▶ **Exercise brief**:
An exact transcription of all the records below is required, without any images.

++++ Provided information

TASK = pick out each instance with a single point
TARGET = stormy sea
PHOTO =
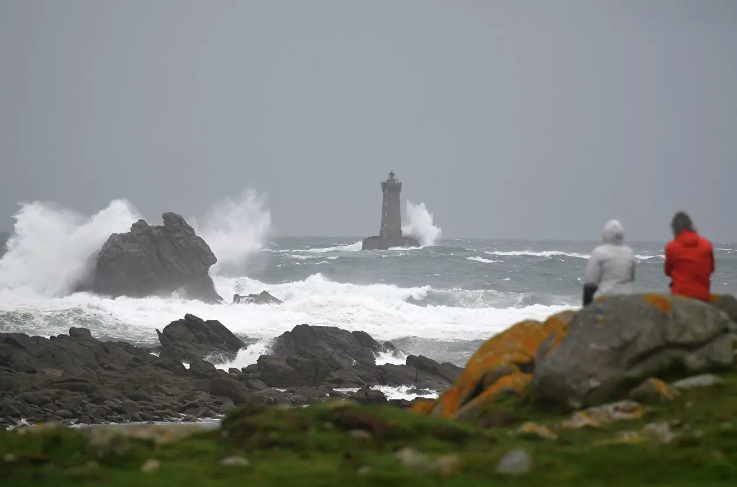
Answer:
(440, 300)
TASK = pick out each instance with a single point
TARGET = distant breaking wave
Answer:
(543, 253)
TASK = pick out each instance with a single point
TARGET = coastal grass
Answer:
(348, 444)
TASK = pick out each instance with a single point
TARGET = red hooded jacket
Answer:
(689, 261)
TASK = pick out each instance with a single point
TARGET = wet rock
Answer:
(597, 416)
(537, 431)
(502, 366)
(262, 298)
(704, 380)
(155, 261)
(366, 395)
(229, 388)
(63, 414)
(194, 337)
(35, 398)
(515, 462)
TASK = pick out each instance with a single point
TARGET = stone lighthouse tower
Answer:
(390, 234)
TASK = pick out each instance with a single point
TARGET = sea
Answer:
(441, 300)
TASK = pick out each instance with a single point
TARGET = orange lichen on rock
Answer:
(503, 364)
(423, 406)
(663, 303)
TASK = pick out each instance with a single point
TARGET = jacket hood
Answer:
(613, 232)
(688, 238)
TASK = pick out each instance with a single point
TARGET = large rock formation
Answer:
(328, 356)
(503, 365)
(195, 338)
(619, 341)
(155, 261)
(76, 377)
(390, 234)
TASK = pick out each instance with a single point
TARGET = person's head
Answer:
(681, 221)
(613, 232)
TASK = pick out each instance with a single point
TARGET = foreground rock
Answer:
(502, 366)
(155, 261)
(77, 378)
(193, 338)
(616, 343)
(262, 298)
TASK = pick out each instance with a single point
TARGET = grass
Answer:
(344, 444)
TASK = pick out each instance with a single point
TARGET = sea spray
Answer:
(420, 224)
(53, 248)
(234, 229)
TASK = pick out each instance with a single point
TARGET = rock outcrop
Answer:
(194, 338)
(617, 342)
(155, 261)
(503, 365)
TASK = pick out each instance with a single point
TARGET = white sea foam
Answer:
(420, 224)
(248, 355)
(378, 309)
(543, 253)
(482, 260)
(52, 248)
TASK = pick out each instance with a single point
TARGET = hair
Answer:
(681, 221)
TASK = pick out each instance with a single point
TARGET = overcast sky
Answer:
(509, 119)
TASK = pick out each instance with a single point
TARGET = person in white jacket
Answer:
(611, 267)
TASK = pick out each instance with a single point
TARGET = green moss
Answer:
(330, 444)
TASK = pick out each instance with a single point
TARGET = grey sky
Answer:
(509, 119)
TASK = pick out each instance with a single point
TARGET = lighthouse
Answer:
(390, 233)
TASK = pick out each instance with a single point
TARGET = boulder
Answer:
(262, 298)
(155, 261)
(193, 337)
(502, 365)
(343, 346)
(617, 342)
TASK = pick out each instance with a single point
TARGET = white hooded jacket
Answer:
(611, 267)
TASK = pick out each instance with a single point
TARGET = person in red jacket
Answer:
(689, 260)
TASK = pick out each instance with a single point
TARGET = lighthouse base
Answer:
(378, 243)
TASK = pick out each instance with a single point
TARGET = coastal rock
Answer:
(320, 355)
(623, 340)
(262, 298)
(155, 261)
(503, 365)
(193, 337)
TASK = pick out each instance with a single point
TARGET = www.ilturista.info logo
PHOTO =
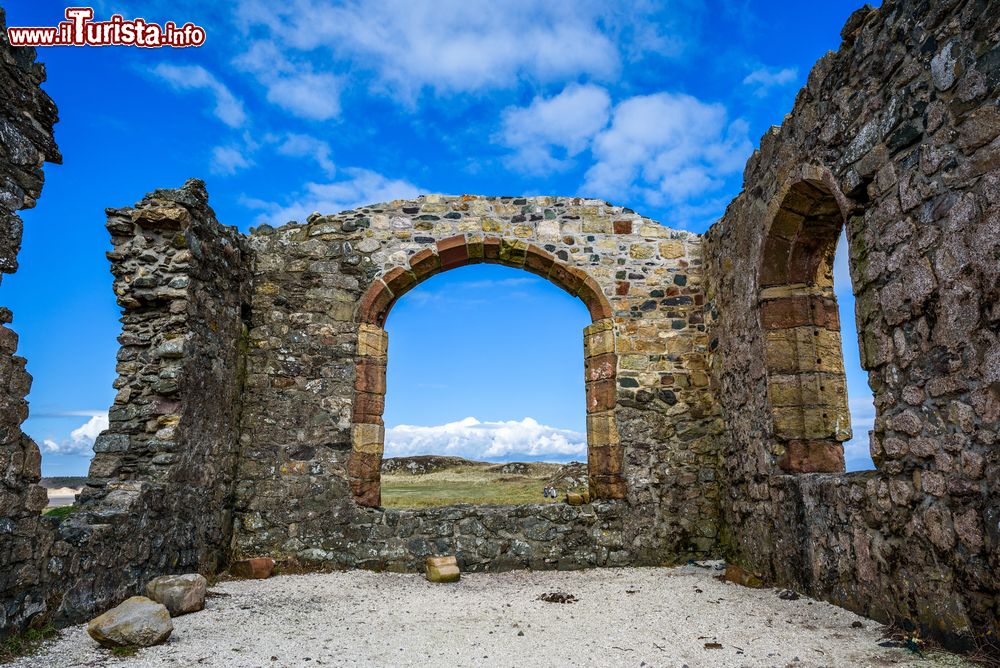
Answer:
(79, 29)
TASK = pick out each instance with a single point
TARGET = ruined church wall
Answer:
(160, 486)
(901, 128)
(27, 116)
(312, 286)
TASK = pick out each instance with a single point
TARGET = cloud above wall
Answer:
(228, 108)
(81, 440)
(764, 79)
(566, 123)
(357, 187)
(665, 148)
(447, 46)
(473, 439)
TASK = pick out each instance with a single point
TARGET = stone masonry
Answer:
(27, 115)
(896, 138)
(312, 446)
(251, 387)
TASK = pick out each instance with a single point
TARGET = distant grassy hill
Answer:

++++++++

▶ **Output below**:
TASK = pick out each instance with a single point
TARGET = stormy sea
PHOTO =
Answer:
(440, 300)
TASK = pick out each instance with a single point
TARGET = distant breaking wave
Answer:
(543, 253)
TASK = pick out each instance with a single point
TARGET = coastal grass
Answer:
(348, 444)
TASK = pick out each instance with a single point
TARGET = red hooded jacket
Answer:
(689, 261)
TASK = pick out each instance with a single point
TARGET = wet rock
Answer:
(597, 416)
(537, 431)
(502, 366)
(262, 298)
(704, 380)
(155, 261)
(366, 395)
(229, 388)
(63, 414)
(194, 337)
(35, 398)
(515, 462)
TASK = pick out each instance with a single point
TARGET = stone lighthouse tower
Answer:
(390, 234)
TASK = pick out each instance with a single point
TARGET = sea
Answer:
(441, 300)
TASK = pick out each instance with a single point
TARGET = orange lichen on rock
Answer:
(503, 364)
(423, 406)
(663, 303)
TASK = pick out each instance with a single point
TARGET = jacket hood
Answer:
(613, 232)
(688, 238)
TASK = pick out each instance with a single point
TARGET = large rock formation
Answer:
(328, 356)
(503, 365)
(195, 338)
(619, 341)
(155, 261)
(76, 377)
(390, 234)
TASK = pick out each instance with a single point
TARGET = person's head
Answer:
(681, 221)
(613, 232)
TASK = pick out each instance with a single point
TARGET = foreground rock
Answer:
(502, 366)
(155, 261)
(77, 378)
(193, 338)
(616, 343)
(262, 298)
TASK = pick out each instance with a single point
TARGET = grass
Answer:
(344, 444)
TASK = pick out each instance with a single point
TARGET = sea spray
Answer:
(420, 224)
(53, 248)
(234, 229)
TASK = pick out each instance with a single point
TARGET = rock outcrop
Answer:
(194, 338)
(617, 342)
(155, 261)
(503, 365)
TASK = pick out each instance with a single point
TARGET = white sea foam
Answer:
(420, 224)
(248, 355)
(378, 309)
(543, 253)
(482, 260)
(52, 248)
TASK = pick out each instance with a single point
TARGET = hair
Answer:
(681, 221)
TASK = pick out each instance with a single point
TARGET = overcast sky
Answer:
(509, 119)
TASK = pick out each instance with a single point
TARGET = person in white jacket
Answer:
(611, 267)
TASK = pick out each instance with a single point
TARGET = green moss
Answer:
(330, 444)
TASK = pick out each instance with a single point
TARGET = grey sky
Answer:
(509, 119)
TASK = pick out each instance with a single point
TARGET = lighthouse
Answer:
(390, 233)
TASK = pick out each instance with a single point
TARGET = boulder
Answer:
(262, 298)
(155, 261)
(193, 337)
(502, 365)
(343, 346)
(617, 342)
TASK = pick out each instance with a single point
TARGET = white hooded jacket
Answer:
(611, 267)
TASK = pick out each instance with a single point
TARGET = person in red jacket
Answer:
(689, 260)
TASK = pick out each instance with a single point
TARGET = lighthouse base
Answer:
(378, 243)
TASK = pick out each instance with a single point
TARGET = coastal rock
Answer:
(320, 355)
(623, 340)
(262, 298)
(155, 261)
(503, 365)
(193, 337)
TASK = pick out each instance with a single point
TARGET = www.ilturista.info logo
PHOTO =
Answer:
(79, 29)
TASK = pick out each instance with a single point
TARGET = ruined church wall
Answer:
(160, 486)
(901, 128)
(27, 116)
(312, 286)
TASK = pick out each instance with a single point
TARGET = cloud above wall
Answer:
(228, 108)
(81, 440)
(764, 79)
(566, 123)
(357, 187)
(665, 148)
(447, 46)
(473, 439)
TASK = pick out each instance with a single point
TARGET = stone masonry
Answer:
(27, 115)
(896, 138)
(312, 446)
(251, 387)
TASK = pick out each instance with a single point
TARGET = distant grassy hill
Answer:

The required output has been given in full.